### Task goal
Output all of the material once more, so that every line matches the original exactly.

Extracted entries START

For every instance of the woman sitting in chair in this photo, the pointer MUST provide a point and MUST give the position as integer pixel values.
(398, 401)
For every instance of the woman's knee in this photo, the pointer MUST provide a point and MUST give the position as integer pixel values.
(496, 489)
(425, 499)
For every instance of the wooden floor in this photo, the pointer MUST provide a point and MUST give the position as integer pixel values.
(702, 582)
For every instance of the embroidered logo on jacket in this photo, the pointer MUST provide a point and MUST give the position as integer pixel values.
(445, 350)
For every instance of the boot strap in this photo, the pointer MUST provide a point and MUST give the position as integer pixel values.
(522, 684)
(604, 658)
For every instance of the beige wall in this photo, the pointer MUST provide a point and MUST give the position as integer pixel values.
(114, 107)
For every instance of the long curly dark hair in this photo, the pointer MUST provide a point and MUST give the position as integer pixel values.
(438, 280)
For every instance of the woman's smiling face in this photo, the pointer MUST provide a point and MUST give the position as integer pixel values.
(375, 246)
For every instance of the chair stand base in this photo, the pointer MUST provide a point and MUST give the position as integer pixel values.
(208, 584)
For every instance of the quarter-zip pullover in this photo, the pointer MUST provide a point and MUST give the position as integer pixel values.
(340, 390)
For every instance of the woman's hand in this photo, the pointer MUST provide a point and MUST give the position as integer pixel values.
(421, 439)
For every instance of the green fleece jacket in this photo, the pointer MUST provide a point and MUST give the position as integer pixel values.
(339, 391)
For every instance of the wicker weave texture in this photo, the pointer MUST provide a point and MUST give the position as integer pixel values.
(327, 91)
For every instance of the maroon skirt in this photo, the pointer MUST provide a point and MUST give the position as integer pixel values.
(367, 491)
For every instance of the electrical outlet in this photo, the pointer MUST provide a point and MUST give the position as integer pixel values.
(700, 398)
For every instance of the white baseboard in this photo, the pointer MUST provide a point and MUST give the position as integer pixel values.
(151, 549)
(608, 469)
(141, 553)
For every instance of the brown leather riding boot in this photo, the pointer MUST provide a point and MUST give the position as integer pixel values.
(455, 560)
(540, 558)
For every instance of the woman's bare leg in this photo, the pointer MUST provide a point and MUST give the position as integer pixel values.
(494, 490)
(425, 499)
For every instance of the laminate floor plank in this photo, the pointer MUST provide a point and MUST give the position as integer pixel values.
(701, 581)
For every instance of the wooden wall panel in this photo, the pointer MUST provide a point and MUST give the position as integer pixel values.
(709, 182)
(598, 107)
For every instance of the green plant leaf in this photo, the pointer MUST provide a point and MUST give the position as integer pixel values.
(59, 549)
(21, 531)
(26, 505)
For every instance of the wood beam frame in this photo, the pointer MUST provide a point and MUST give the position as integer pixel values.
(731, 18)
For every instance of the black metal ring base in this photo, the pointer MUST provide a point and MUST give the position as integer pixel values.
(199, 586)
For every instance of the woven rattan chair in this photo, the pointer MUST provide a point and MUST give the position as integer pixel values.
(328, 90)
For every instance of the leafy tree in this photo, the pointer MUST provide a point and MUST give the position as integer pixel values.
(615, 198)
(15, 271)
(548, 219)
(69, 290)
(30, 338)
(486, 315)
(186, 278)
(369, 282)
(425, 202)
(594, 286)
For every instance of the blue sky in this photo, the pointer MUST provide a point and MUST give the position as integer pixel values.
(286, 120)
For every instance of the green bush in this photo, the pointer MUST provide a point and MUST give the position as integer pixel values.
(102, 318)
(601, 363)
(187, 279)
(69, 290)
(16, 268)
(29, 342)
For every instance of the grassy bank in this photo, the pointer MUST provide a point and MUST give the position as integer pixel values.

Extracted entries END

### Exercise result
For every instance of the woman sitting in chair in this photo, the pointer MUST provide a point and MUST give the position as integer pixel values.
(398, 401)
For every instance of the woman's knee in this photo, the pointer MUST provide a point and MUST give the position as integer pixel values.
(496, 489)
(425, 499)
For every instance of the wooden floor in this photo, the pointer MUST provide a point and MUST give the position as integer pixel values.
(702, 582)
For every instance of the embroidered logo on jacket in this photo, the pointer MUST provide a point and MUST give the position as integer pixel values.
(445, 350)
For every instance of the boot strap in this photo, the pointer MUST provide a point and MUST give the position as integer pixel values.
(522, 684)
(604, 658)
For every instance of the beige wall in this photo, the pointer MUST provide a point and MUST give the position as integer pixel values.
(114, 107)
For every instance of the long curly dark hair in this photo, the pointer MUST provide a point and MUST give the position as integer pixel values.
(438, 280)
For every instance of the woman's smiling face in this photo, the pointer MUST provide a point and MUST give the position as integer pixel values.
(375, 246)
For every instance of the chair stand base in this photo, the pointer MUST provide a point and MUST give the position as integer pixel values.
(208, 584)
For every instance of the quarter-zip pullover in this photo, the pointer MUST provide a point and MUST give the position as integer pixel values.
(340, 390)
For every instance of the woman's hand in this photo, the pointer MUST provide a point and MUST give the position as integer pixel values.
(421, 439)
For every instance of the green fleece jacket in this photo, the pointer MUST provide a point and MUST give the position as integer pixel values.
(339, 391)
For every instance of the wicker weave texture in this photo, the pointer MUST provide a point and MUST give the position as integer pixel values.
(327, 91)
For every instance of the maroon skirt in this photo, the pointer MUST provide a point and MUST give the position as integer pixel values.
(367, 491)
For every instance of the electrical outlet in this photo, the pointer MUST provide a point and MUST give the position as integer pixel values.
(700, 398)
For every instance of the white baseboard in this photo, the pointer MUST provide a point and MUST give the position as integer pixel values.
(151, 549)
(608, 469)
(141, 553)
For every instance of the brown leather riding boot in this photo, the pointer MUST provide a point and MUST give the position as integer pixel values.
(455, 560)
(540, 558)
For every instance of the woman's bare leg in this photo, the pointer MUST provide a point and MUST give the position as integer pixel values.
(494, 490)
(425, 499)
For every instance of the laminate floor plank in this photo, the pointer MUST provide a point and MUST give the position as integer pixel values.
(701, 581)
For every instance of the wooden wall panel in this photo, the pointer MUST provide a point and MUST give the position as integer pixel values.
(709, 182)
(598, 107)
For every instance of the green plant leaf in this photo, the pointer MUST provide a point and MUST give the position as integer pixel values.
(59, 549)
(21, 531)
(26, 505)
For every instance of the wood beam frame in this photo, the pointer MUST provide a point and MUST give the position as integer pixel values.
(731, 18)
For every instance of the black metal ring base in this photo, the pointer MUST provide a point and MUST give the position as integer pixel values.
(199, 586)
For every instance of the woven rattan chair in this photo, the pointer MUST provide a point and MUST give the position as integer pixel values.
(328, 90)
For every instance of the leafy tree in this photo, the pointer MUST provide a point and MUST give the position as integer pixel values.
(615, 198)
(15, 271)
(548, 219)
(69, 290)
(30, 338)
(486, 315)
(186, 278)
(369, 282)
(425, 202)
(594, 286)
For every instance of the blue sky in this photo, the pointer MUST provide a point and MUST give the position as integer pixel values.
(286, 120)
For every instance of the green bush in this photo, the pointer MUST provide a point and MUST give the position as integer pixel values.
(102, 318)
(601, 363)
(187, 279)
(69, 290)
(16, 268)
(29, 342)
For every instance of the grassy bank in this photo, the pointer MUST provide a point and MUST give the position as integer pixel values.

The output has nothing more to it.